■ **DATA TO USE**:
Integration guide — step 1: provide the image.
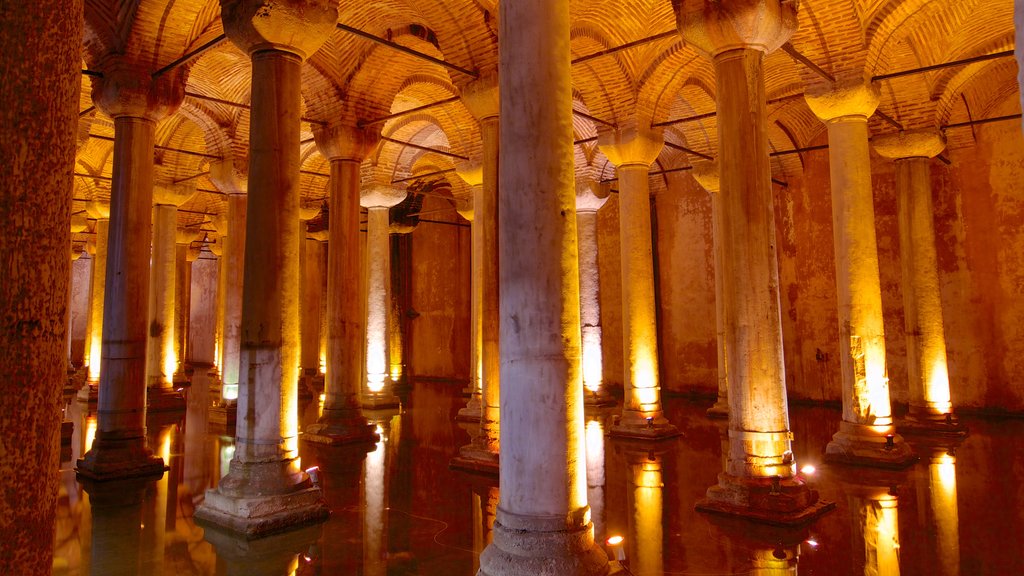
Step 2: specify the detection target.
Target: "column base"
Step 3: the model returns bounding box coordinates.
[477,508,610,576]
[299,410,380,446]
[705,398,729,418]
[455,396,483,422]
[75,438,168,482]
[694,472,836,527]
[825,421,918,469]
[359,394,401,410]
[896,408,969,438]
[145,386,186,413]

■ **REQUIRED TASK**:
Copy the listing above line for line, leaving out the picture.

■ **WORKED ANSWER**:
Integration guide — step 1: provide the image.
Step 2: specify the detection target.
Target: "column base"
Step 3: the model returns bounding box coordinates.
[477,508,610,576]
[299,410,380,446]
[705,398,729,418]
[455,396,483,422]
[75,438,168,482]
[694,472,836,527]
[825,421,918,469]
[359,394,401,410]
[896,408,969,438]
[145,386,186,413]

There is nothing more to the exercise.